• **TASK TO CARRY OUT**
Format the records below as a numbered list, leaving out any blank lines.

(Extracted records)
····················

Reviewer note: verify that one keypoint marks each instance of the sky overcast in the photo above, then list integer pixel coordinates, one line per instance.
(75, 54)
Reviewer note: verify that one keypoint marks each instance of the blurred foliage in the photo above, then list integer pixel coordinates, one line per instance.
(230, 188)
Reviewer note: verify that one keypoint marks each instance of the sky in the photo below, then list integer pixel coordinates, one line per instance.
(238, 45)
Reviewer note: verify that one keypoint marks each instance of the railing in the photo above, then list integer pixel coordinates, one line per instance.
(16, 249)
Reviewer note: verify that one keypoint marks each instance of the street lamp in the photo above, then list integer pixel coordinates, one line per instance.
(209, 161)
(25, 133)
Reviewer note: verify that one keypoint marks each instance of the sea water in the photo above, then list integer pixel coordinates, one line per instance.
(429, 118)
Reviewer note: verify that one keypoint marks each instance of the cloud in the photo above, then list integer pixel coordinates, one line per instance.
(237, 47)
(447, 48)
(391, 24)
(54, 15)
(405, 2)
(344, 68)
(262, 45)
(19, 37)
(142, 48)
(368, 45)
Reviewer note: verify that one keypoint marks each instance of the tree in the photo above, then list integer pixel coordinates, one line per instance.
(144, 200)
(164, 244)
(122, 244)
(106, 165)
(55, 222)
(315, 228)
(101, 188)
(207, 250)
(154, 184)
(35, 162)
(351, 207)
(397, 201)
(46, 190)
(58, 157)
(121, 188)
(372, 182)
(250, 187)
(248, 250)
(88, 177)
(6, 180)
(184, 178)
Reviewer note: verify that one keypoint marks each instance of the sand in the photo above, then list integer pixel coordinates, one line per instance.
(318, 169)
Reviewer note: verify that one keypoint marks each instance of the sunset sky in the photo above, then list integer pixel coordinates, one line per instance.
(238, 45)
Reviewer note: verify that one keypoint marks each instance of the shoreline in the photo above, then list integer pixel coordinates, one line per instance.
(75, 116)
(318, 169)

····················

• **EXPECTED ANSWER**
1. Reviewer note: verify that one keypoint marks each instance of the sky overcast in the photo above, then list integer pixel coordinates, one line per instance.
2. (75, 54)
3. Reviewer note: verify that one keypoint marks each instance of the blurred foliage in the photo above, then list integer pixel coordinates, one line per instance.
4. (230, 188)
5. Reviewer note: verify that one keypoint marks each instance of the sky in the photo below, then list integer pixel coordinates, one line per instance.
6. (238, 45)
7. Reviewer note: verify that one keypoint marks each instance of the railing in the photo above, then list integer pixel coordinates, one line per instance.
8. (16, 249)
9. Reviewer note: verify that one keypoint marks each instance of the street lamp in the photo above, then list integer pixel coordinates, one line per instance.
10. (209, 161)
11. (25, 133)
12. Reviewer note: verify that one keypoint marks each instance of the sea water in the photo above, then list integer pixel coordinates, one line per instance.
13. (429, 118)
14. Reviewer note: verify that one keypoint marks each instance of the cloud in the photo above, then list integer pixel coordinates, one line per instance.
15. (237, 47)
16. (447, 48)
17. (391, 24)
18. (54, 15)
19. (405, 2)
20. (344, 68)
21. (262, 45)
22. (19, 37)
23. (142, 48)
24. (368, 45)
25. Reviewer note: verify that one keypoint marks each instance of the tree in the photo above, then list integer pixel coordinates, one line per instance.
26. (144, 200)
27. (164, 244)
28. (122, 244)
29. (106, 165)
30. (55, 222)
31. (315, 228)
32. (101, 188)
33. (207, 250)
34. (154, 184)
35. (35, 162)
36. (351, 207)
37. (397, 201)
38. (46, 190)
39. (58, 157)
40. (121, 188)
41. (372, 182)
42. (250, 187)
43. (248, 250)
44. (88, 177)
45. (6, 180)
46. (184, 178)
47. Reviewer note: verify that one keypoint marks each instance of the sand in the photo above, then list integer pixel coordinates, one line per instance.
48. (318, 169)
49. Reviewer note: verify that one keypoint marks each instance of the sunset sky in the photo above, then list integer pixel coordinates, one line per instance.
50. (238, 45)
51. Reviewer note: verify that one keypoint marks each instance of the shoreline in the photo above, then list integer pixel coordinates, one line per instance.
52. (75, 116)
53. (318, 169)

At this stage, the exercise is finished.